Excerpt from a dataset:
============================================================

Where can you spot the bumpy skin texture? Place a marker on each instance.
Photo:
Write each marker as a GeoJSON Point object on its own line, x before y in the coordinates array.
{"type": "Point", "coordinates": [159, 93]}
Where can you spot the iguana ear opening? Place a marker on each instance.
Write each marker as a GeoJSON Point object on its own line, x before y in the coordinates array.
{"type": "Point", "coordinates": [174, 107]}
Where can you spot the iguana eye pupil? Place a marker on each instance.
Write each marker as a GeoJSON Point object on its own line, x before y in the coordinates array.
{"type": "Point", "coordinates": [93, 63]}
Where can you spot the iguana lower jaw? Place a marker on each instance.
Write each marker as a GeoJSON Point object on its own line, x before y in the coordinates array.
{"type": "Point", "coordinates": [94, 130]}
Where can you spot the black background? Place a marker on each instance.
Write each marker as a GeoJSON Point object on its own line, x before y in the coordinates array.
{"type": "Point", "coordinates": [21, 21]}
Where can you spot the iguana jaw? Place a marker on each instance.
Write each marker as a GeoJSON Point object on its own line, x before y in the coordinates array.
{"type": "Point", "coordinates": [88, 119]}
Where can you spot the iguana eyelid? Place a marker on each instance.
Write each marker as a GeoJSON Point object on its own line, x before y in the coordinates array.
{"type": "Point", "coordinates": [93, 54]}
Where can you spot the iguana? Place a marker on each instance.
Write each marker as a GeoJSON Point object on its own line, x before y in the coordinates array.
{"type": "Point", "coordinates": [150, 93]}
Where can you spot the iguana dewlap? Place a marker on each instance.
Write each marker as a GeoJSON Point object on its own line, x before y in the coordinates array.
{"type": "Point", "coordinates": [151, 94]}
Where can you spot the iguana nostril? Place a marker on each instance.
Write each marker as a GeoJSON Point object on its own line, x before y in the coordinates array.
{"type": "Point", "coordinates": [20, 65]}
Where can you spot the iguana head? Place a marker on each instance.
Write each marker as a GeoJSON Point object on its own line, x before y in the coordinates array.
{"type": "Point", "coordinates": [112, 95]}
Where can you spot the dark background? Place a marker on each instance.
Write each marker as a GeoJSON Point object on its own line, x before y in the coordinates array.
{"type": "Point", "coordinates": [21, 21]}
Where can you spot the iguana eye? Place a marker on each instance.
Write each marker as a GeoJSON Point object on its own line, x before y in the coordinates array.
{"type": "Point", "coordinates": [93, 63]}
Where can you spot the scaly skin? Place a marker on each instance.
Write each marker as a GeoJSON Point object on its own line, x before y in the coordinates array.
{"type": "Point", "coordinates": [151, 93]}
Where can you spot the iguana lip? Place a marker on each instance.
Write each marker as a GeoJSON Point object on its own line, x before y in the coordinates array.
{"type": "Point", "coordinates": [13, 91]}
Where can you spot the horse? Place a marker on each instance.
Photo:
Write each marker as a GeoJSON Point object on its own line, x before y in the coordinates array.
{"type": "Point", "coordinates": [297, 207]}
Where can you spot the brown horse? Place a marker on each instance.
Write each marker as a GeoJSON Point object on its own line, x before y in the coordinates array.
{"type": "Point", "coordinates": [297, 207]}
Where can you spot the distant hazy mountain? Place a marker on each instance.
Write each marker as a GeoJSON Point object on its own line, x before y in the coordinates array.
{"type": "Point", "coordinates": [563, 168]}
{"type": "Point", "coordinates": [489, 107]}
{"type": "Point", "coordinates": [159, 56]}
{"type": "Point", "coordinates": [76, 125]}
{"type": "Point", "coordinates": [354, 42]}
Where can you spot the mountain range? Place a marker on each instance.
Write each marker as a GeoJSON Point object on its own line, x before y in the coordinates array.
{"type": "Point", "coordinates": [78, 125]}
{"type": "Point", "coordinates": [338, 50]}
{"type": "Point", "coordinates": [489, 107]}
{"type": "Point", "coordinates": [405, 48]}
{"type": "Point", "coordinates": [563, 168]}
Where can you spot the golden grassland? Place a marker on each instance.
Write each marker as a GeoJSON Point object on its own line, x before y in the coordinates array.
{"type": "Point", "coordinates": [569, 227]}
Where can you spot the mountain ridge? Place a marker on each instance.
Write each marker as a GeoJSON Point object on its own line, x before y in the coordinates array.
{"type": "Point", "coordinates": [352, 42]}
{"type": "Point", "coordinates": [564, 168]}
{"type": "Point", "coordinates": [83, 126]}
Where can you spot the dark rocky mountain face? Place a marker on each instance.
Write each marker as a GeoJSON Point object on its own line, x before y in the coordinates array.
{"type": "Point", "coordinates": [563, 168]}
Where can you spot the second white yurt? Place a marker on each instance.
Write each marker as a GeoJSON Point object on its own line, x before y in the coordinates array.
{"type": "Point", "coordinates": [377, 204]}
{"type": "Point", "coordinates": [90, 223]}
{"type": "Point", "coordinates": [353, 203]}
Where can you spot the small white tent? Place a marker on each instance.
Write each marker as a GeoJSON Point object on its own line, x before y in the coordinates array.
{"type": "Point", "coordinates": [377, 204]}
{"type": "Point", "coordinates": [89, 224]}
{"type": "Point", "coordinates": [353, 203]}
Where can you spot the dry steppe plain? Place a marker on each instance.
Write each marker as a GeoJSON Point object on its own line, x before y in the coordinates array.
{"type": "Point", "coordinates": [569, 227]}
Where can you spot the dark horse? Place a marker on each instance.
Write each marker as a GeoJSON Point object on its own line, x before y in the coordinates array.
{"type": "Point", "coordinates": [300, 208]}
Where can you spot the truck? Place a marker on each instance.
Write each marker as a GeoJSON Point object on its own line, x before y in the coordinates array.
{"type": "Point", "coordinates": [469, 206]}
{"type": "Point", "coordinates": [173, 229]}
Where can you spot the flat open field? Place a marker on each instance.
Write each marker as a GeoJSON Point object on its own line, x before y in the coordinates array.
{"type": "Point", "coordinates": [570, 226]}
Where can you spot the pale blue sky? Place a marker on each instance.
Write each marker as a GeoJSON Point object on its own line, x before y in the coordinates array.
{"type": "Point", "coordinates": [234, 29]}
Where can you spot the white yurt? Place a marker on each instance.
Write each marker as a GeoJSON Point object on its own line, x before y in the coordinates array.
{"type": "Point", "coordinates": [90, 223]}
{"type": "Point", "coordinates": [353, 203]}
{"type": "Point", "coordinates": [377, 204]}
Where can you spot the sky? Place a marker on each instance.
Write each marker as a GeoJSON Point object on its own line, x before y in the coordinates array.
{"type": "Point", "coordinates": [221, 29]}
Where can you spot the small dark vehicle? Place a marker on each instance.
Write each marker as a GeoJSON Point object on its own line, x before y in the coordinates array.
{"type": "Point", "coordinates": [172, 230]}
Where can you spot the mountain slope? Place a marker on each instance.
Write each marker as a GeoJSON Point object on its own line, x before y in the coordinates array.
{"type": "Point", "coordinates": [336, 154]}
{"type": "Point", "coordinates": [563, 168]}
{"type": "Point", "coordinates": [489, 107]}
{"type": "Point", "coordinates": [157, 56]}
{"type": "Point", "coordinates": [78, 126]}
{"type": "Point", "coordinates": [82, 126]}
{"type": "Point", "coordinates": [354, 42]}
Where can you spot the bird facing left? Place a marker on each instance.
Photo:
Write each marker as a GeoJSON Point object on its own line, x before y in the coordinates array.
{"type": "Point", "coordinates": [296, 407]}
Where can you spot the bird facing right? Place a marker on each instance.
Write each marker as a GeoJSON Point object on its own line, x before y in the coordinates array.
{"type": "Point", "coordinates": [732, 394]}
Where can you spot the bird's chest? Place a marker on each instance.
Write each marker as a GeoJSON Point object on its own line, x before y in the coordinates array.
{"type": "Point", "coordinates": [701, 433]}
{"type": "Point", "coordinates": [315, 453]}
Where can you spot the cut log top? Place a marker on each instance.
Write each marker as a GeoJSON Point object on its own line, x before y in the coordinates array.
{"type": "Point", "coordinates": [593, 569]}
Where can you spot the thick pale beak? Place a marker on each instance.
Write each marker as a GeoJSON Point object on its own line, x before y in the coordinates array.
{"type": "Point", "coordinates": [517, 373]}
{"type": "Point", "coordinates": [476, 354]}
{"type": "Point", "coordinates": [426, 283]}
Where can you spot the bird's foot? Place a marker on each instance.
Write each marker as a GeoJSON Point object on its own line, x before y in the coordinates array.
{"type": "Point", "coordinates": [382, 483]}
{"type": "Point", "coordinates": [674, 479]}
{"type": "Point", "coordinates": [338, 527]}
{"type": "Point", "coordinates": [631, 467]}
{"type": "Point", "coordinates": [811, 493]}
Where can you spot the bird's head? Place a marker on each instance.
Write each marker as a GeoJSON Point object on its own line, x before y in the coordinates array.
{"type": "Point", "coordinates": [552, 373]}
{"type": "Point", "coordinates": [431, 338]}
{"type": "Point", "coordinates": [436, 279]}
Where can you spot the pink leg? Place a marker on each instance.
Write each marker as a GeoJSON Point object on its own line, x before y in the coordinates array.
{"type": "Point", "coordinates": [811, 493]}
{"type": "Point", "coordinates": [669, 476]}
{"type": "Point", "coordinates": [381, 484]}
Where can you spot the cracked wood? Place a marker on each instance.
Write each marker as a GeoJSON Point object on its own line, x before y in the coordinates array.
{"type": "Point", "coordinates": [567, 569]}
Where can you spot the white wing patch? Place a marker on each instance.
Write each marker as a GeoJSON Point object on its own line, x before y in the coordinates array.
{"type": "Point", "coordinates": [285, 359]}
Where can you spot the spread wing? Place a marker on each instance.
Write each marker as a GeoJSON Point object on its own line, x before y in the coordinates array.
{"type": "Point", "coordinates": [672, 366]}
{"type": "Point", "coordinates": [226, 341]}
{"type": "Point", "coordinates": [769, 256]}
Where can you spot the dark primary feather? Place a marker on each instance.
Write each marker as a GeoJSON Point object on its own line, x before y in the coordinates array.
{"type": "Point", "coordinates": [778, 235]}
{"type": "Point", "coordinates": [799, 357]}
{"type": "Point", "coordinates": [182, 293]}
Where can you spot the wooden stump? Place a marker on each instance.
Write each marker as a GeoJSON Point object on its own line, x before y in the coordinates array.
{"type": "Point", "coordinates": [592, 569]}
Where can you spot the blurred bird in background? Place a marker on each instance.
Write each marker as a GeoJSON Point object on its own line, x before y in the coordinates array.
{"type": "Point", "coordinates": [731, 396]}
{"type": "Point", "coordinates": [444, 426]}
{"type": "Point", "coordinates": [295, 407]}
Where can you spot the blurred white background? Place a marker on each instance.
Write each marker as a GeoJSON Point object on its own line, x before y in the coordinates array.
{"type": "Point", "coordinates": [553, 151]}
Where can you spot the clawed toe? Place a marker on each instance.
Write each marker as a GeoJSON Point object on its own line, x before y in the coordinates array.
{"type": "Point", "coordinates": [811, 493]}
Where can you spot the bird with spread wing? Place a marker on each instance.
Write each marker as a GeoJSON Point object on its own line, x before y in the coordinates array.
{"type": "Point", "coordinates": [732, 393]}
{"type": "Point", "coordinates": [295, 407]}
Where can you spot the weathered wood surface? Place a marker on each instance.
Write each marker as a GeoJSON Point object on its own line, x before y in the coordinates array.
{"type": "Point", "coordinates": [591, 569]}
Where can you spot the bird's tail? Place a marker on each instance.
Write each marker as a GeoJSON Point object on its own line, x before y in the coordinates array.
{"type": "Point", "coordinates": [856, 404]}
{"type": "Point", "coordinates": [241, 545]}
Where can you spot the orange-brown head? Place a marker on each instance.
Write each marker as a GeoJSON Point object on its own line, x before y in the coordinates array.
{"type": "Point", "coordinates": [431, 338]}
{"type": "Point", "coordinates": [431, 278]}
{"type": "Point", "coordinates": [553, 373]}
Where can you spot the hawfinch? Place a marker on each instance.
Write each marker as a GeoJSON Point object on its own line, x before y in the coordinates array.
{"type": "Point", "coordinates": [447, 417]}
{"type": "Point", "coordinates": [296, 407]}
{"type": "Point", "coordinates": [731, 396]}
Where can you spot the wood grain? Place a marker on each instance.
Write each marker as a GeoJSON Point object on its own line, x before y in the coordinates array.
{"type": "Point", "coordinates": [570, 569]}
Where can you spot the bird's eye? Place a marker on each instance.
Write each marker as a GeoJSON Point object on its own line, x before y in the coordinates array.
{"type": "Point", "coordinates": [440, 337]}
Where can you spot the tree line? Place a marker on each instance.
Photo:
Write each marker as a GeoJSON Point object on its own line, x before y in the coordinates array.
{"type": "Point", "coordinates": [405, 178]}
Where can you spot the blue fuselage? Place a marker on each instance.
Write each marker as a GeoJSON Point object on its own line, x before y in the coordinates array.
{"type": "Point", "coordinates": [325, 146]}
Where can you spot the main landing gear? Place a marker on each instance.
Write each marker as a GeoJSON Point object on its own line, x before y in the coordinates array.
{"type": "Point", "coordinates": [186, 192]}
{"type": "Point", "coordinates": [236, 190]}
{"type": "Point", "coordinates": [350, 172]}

============================================================

**Stated goal**
Turn the material into a JSON list of strings, starting at the line that has "Where can you spot the blue" and running to the end of the material. Use one string per line and leave out any blank lines.

**In response**
[
  "Where can you spot the blue fuselage? Place a marker on each instance.",
  "Write each marker as a GeoJSON Point object on its own line, x before y in the coordinates array.",
  "{\"type\": \"Point\", \"coordinates\": [325, 146]}",
  "Where can you spot the main landing gear? Place a marker on each instance.",
  "Write each marker as a GeoJSON Point object on its own line, x before y in the coordinates array.",
  "{\"type\": \"Point\", \"coordinates\": [186, 192]}",
  "{\"type\": \"Point\", \"coordinates\": [236, 190]}",
  "{\"type\": \"Point\", \"coordinates\": [350, 172]}"
]